# start of Source document
VelociRapture’s easier to mock than to accept
Or so it seems to one who’s stunned from go go go go go
Recursion’s that divertissement that takes unextra step
To plow through tweaked [infinity] where Tiny makes it so
Inconsequentiality’s what gives the grave its sting
Conversely, knowing that they MATTERED helps most folks feel Super
Understanding Truth it pays to linger on the lingua
Leaving an Escape Clause should you need to fly the coop
A relative positioning will get us low or high
Remaining are unfathomed depths that boil down to Why

This is yet another excursion into Vorticularity. I keep coming back to the subject…inexorably…as if drawn into it…

The truth is, the stuff we’re made of exerts a force on everything else, everywhere. It’s in the equations both Newtonian and Einsteinian. Even a paper clip influences the farthest star.
# end of Source document
# start of Source data
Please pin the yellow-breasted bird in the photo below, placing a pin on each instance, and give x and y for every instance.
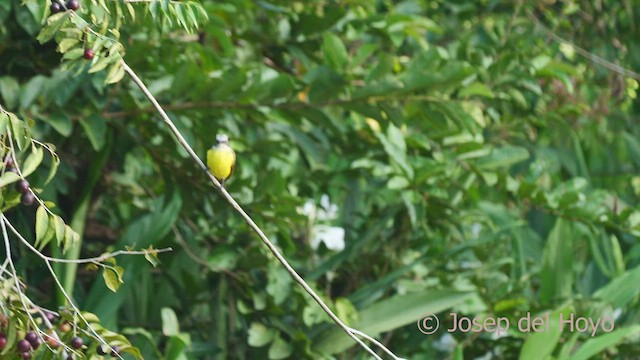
(221, 159)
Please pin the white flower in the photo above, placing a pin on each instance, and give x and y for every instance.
(331, 236)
# end of Source data
### Exercise tasks
• A. Answer these about the Vorticularity piece, labeling each answer (i), (ii) or (iii):
(i) What does the poem say gives the grave its sting?
(ii) In which equations does the prose say the force of the stuff we're made of appears?
(iii) What small object is said to influence the farthest star?
• B. Continue the Vorticularity piece after its closing sentence about the paper clip and the farthest star.

### Task results
• A.
(i) Inconsequentiality.
(ii) The Newtonian and Einsteinian equations.
(iii) A paper clip.

• B.
My own private vortex-maker is my pencil, which is also my ambassador, my spokesmodel, and my toy. I will never be so poor as not to be able to scare up a pencil stub and an illustration substrate. If I were desperate, I’d sneak onto the nearest golf course and lift a scorecard and a pencil from the rack by the clubhouse. They’re complimentary, which is one modest earmark of Civilized Intercourse (that was an awful pun, folks).